## Extracted text

- - - - -

Sesame (Sesamum indicum L.) has been cultivated in Asia for over 5000 years. In China, sesame is one of the four major oil crops, along with rapeseed, soybean, and peanut. On average (from 2001 to 2010), over 627,000 hectares of sesame are harvested annually, producing over 663,000 tons of sesame seeds, representing about 20% of the world’s production . Furthermore, China has been identified as one of the five sesame diversity centers in classical studies [2, 3]. As of 2012, the national gene bank of China has collected, reproduced, and preserved 5550 accessions of sesame.
Abundant plant germplasm resources provide a broad genetic foundation for plant breeding and genetic research. However, large germplasm resources are also difficult to preserve, evaluate, and use . Establishing a core collection (CC) is a favored approach for the efficient exploration and utilization of novel variation in genetic resources [5, 6]. The concept of a CC was first proposed by Frankel  and later developed by Brown . It involves the selection of a subset from the whole germplasm by certain methods in order to capture the maximum genetic diversity of the whole collection while minimizing accessions and redundancy. To date, CC have been established for many plant species around the world, including peanut [9, 10], barley , ryegrass , soybean [13, 14], safflower , rice [6, 16], olive [17, 18], Brassica rapa, Cornus officinalis, Arabidopsis thaliana, Medicago truncatula, and Vitis vinifera. To increase the usefulness of CC, genetic information must be clearly identified and documented .
To further reduce the duplication of some accessions in a CC, a ‘mini-core collection’ (MC) can serve as a small, representative subset of the CC. MC have been developed and evaluated for chickpea , peanut [26, 27], pigeon pea , maize , sorghum , rice [6, 31, 32], and other crops, promoting the utilization of genetic resources for these plants. For example, Upadhyaya  investigated the variability in drought resistance-related traits in the 184 entries of a MC for peanut. The results suggested certain accessions that can be used in peanut improvement programs to develop cultivars with a broad genetic base. Chamberlin et al.  evaluated a U.S. peanut MC using a molecular marker for resistance to Sclerotinia minor Jagger. They identified 39 accessions as new potential sources for resistance and targets for further evaluation. Using association analysis, Li et al.  mapped quantitative trait loci (QTLs) for improving grain yield using the USDA rice MC. Wang et al.  conducted association analysis of seed quality traits in a U.S. peanut (Arachis hypogaea L.) MC. In addition, Sharma et al.  identified new sources of resistance to Fusarium wilt and sterility mosaic disease using a pigeon pea MC and found that the diverse accessions with resistance would be useful in pigeon pea resistance breeding programs.

- - - - -

## Goal of the exercise
Print the stretch of the sesame passage from "Sesame (Sesamum indicum" through "accessions of sesame." word for word.

- - - - -

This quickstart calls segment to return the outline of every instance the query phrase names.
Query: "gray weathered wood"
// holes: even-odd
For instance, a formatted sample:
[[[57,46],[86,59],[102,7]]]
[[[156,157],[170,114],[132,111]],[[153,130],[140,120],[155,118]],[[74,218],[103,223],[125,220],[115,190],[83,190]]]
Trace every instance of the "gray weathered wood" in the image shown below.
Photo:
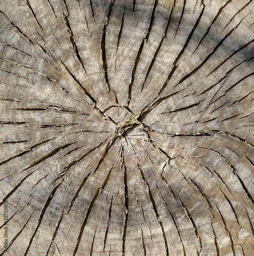
[[[0,0],[0,255],[252,255],[253,7]]]

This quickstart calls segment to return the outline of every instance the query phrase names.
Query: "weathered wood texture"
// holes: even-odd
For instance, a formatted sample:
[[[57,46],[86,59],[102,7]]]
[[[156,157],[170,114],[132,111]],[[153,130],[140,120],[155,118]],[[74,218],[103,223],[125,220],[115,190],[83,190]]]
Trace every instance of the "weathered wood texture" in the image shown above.
[[[1,0],[0,255],[253,255],[253,10]]]

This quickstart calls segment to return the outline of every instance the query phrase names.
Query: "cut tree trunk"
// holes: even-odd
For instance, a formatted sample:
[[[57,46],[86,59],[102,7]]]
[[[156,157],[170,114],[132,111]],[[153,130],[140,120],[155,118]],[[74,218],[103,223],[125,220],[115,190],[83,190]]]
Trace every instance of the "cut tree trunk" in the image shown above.
[[[1,0],[0,255],[253,255],[253,10]]]

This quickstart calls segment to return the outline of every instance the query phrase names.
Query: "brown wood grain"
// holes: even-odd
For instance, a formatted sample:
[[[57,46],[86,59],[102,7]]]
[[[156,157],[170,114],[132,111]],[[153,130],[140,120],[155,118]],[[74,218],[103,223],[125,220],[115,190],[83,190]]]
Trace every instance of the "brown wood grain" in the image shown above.
[[[0,255],[253,255],[253,10],[0,0]]]

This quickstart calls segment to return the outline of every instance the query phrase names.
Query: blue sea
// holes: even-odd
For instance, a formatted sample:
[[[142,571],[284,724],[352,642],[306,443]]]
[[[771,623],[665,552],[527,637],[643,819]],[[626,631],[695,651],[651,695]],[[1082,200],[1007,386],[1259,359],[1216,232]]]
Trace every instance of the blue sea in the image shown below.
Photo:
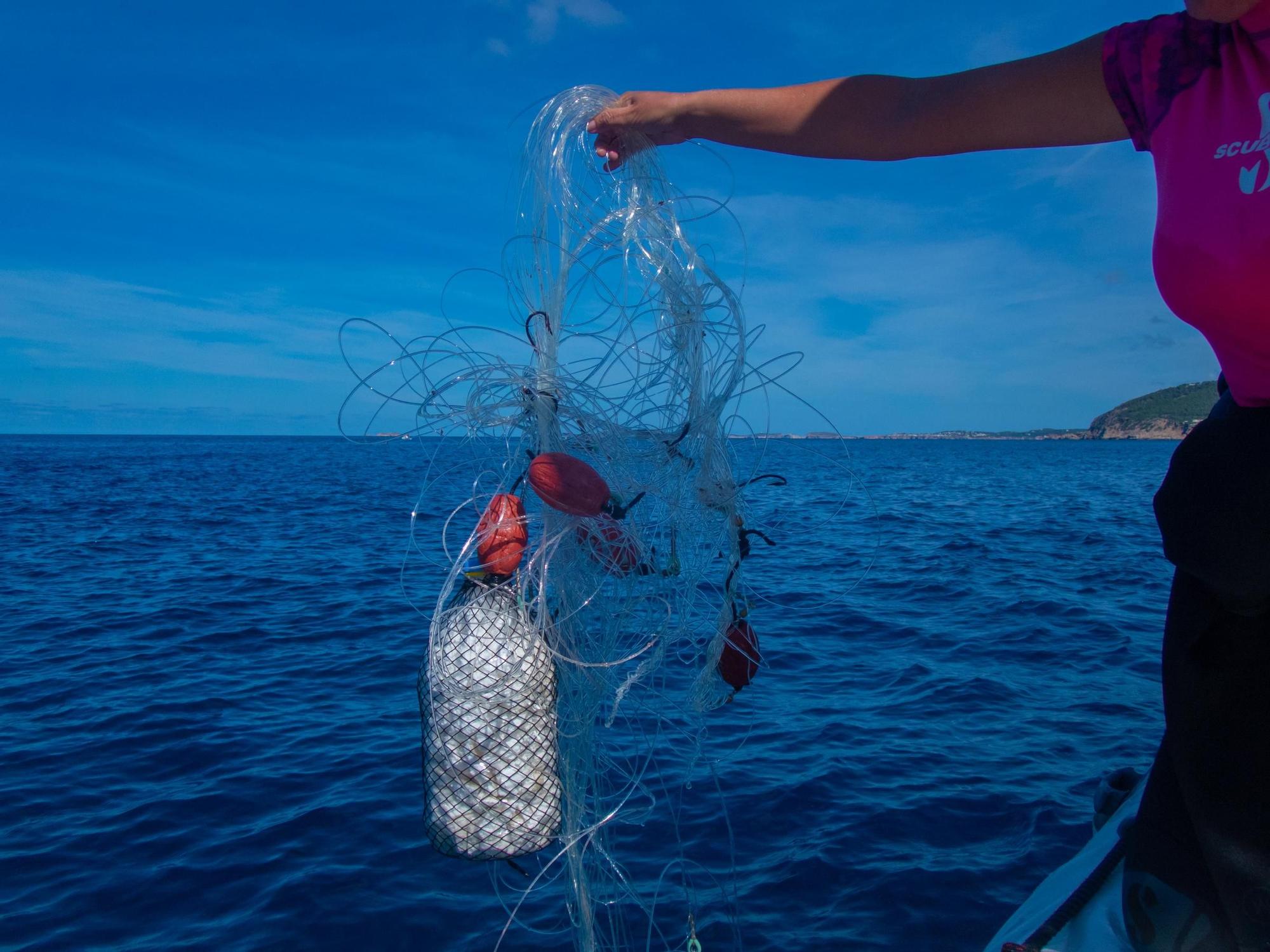
[[[420,819],[425,443],[0,438],[0,948],[494,948],[490,869]],[[805,449],[767,446],[782,512],[847,490]],[[682,791],[732,890],[698,897],[702,949],[979,949],[1158,743],[1173,444],[818,449],[869,518],[751,560],[767,666],[707,715],[748,739]],[[865,557],[781,609],[782,578]],[[646,880],[678,847],[650,821],[615,849]],[[572,948],[559,894],[526,922],[503,949]]]

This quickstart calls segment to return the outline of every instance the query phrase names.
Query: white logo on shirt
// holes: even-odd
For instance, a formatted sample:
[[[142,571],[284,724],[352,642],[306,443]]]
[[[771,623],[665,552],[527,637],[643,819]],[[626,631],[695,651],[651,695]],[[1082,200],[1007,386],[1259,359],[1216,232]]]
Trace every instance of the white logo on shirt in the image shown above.
[[[1243,142],[1234,141],[1217,147],[1214,159],[1229,159],[1236,155],[1248,155],[1251,152],[1265,152],[1270,159],[1270,93],[1262,93],[1257,100],[1257,109],[1261,110],[1261,138],[1250,138]],[[1252,168],[1240,166],[1240,192],[1251,195],[1253,192],[1265,192],[1270,188],[1270,162],[1266,162],[1265,180],[1257,188],[1257,179],[1261,175],[1261,160],[1257,159]]]

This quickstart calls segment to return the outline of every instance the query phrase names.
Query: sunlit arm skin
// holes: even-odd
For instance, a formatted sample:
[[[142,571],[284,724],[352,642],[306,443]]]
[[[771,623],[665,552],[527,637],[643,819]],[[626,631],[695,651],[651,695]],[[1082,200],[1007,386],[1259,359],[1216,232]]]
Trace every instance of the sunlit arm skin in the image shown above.
[[[1259,0],[1187,0],[1231,22]],[[775,89],[625,93],[592,119],[608,169],[643,133],[823,159],[913,159],[1128,138],[1102,79],[1102,37],[1026,60],[926,79],[848,76]]]
[[[912,159],[1126,138],[1102,80],[1102,36],[1027,60],[927,79],[848,76],[776,89],[626,93],[592,122],[616,168],[624,133],[706,138],[822,159]]]

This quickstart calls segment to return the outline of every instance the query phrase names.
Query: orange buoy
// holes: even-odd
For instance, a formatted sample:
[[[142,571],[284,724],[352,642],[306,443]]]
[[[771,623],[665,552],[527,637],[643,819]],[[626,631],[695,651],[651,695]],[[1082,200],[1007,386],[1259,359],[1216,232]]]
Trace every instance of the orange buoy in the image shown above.
[[[538,453],[530,463],[528,477],[542,501],[561,513],[599,515],[608,501],[603,476],[568,453]]]
[[[579,523],[577,536],[587,555],[612,575],[626,575],[639,565],[635,538],[611,515],[602,513]]]
[[[738,618],[728,628],[723,654],[719,655],[719,674],[733,691],[740,691],[754,679],[762,660],[763,656],[758,654],[758,633],[749,622]]]
[[[481,569],[493,575],[511,575],[521,565],[530,542],[525,503],[511,493],[498,493],[489,500],[476,523],[476,557]]]

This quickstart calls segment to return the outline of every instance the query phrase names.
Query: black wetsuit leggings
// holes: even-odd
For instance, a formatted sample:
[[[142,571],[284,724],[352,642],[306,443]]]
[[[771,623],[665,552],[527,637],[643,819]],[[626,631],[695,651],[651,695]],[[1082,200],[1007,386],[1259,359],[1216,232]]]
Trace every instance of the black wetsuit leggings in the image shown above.
[[[1223,392],[1173,453],[1156,519],[1177,567],[1165,739],[1125,833],[1125,924],[1142,952],[1267,952],[1270,407]]]

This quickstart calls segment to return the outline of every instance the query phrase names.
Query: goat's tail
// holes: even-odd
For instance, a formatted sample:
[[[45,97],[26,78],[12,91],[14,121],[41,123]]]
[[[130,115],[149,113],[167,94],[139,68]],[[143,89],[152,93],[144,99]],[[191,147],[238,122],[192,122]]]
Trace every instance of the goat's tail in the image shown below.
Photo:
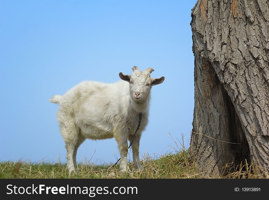
[[[62,100],[62,96],[61,95],[57,94],[56,95],[54,95],[51,97],[51,99],[50,99],[49,100],[52,103],[59,104]]]

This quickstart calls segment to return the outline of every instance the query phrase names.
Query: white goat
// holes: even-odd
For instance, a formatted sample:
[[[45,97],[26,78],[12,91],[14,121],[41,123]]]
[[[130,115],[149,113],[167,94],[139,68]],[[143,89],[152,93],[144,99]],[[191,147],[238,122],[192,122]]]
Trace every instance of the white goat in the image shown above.
[[[86,138],[115,138],[121,158],[120,169],[123,172],[128,170],[127,140],[133,138],[140,112],[141,126],[131,147],[134,168],[142,169],[139,143],[148,123],[150,90],[153,85],[163,82],[164,77],[151,78],[152,68],[143,71],[135,66],[132,69],[131,75],[120,73],[120,77],[125,81],[110,84],[84,81],[63,96],[54,95],[50,100],[59,104],[57,116],[70,173],[77,166],[77,151]]]

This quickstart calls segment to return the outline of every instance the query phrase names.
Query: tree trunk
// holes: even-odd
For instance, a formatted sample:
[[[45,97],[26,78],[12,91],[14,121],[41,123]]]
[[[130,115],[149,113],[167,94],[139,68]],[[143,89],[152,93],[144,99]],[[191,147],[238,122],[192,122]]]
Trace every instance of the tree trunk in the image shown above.
[[[268,4],[198,0],[192,10],[190,148],[206,176],[234,171],[246,162],[269,172]]]

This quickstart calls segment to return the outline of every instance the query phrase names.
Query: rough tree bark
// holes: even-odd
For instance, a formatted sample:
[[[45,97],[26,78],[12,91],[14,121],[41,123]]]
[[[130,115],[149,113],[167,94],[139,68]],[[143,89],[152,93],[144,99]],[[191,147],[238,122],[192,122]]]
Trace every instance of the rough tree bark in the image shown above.
[[[234,171],[246,160],[269,172],[268,4],[198,0],[192,10],[190,147],[206,176]]]

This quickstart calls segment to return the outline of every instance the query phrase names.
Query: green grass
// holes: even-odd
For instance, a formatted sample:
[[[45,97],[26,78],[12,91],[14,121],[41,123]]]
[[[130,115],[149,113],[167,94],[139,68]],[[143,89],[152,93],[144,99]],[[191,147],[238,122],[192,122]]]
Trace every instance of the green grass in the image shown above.
[[[66,164],[61,163],[26,163],[21,162],[0,162],[0,178],[204,178],[194,160],[188,156],[188,151],[182,150],[155,159],[148,158],[143,161],[144,170],[130,170],[122,173],[118,165],[94,166],[80,165],[78,170],[69,174]],[[269,178],[265,172],[259,174],[257,167],[245,163],[232,173],[216,178]],[[109,169],[107,169],[108,168]],[[246,171],[243,171],[245,170]]]
[[[116,168],[107,169],[110,165],[93,166],[80,165],[78,171],[69,175],[66,164],[16,163],[0,163],[1,178],[199,178],[202,175],[196,172],[194,162],[188,158],[186,151],[169,154],[155,159],[148,158],[143,162],[144,170],[133,170],[130,163],[130,170],[123,173]]]

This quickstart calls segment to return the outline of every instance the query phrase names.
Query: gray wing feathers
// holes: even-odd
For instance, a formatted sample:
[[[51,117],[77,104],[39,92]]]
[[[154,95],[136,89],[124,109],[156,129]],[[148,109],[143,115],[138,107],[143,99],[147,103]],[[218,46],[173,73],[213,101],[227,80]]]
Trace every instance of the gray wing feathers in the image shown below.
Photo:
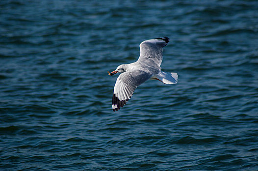
[[[152,75],[142,70],[123,73],[118,77],[114,88],[113,110],[118,110],[130,99],[137,87],[150,79]]]
[[[169,42],[168,37],[148,40],[140,44],[140,54],[138,62],[148,64],[160,69],[163,59],[163,49]]]

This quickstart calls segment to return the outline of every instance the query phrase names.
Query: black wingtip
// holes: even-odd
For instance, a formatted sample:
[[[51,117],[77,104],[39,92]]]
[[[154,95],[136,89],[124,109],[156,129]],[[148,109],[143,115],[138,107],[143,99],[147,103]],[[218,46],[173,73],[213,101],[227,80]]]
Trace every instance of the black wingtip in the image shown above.
[[[168,43],[169,42],[169,38],[168,38],[166,36],[165,36],[165,37],[162,37],[162,38],[155,38],[154,39],[159,39],[159,40],[163,40],[164,41],[165,41],[165,42],[166,42],[166,43]]]
[[[124,107],[124,106],[126,104],[129,100],[129,99],[121,100],[118,98],[118,96],[116,96],[115,94],[113,94],[113,98],[112,100],[112,107],[113,111],[115,111],[119,110],[121,107]]]

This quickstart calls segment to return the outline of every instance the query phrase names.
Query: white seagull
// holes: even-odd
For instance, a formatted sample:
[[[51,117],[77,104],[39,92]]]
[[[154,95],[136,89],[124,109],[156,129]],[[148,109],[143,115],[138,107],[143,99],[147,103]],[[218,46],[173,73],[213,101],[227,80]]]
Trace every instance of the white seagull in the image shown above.
[[[166,84],[176,84],[178,74],[160,70],[163,58],[163,49],[168,43],[167,37],[144,41],[140,44],[140,57],[136,62],[121,64],[114,71],[113,75],[121,72],[114,87],[112,101],[113,111],[117,111],[131,98],[133,91],[141,84],[149,79],[157,80]]]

- - - - -

## Response below
Sesame (Sesamum indicum L.) has been cultivated in Asia for over 5000 years. In China, sesame is one of the four major oil crops, along with rapeseed, soybean, and peanut. On average (from 2001 to 2010), over 627,000 hectares of sesame are harvested annually, producing over 663,000 tons of sesame seeds, representing about 20% of the world’s production . Furthermore, China has been identified as one of the five sesame diversity centers in classical studies [2, 3]. As of 2012, the national gene bank of China has collected, reproduced, and preserved 5550 accessions of sesame.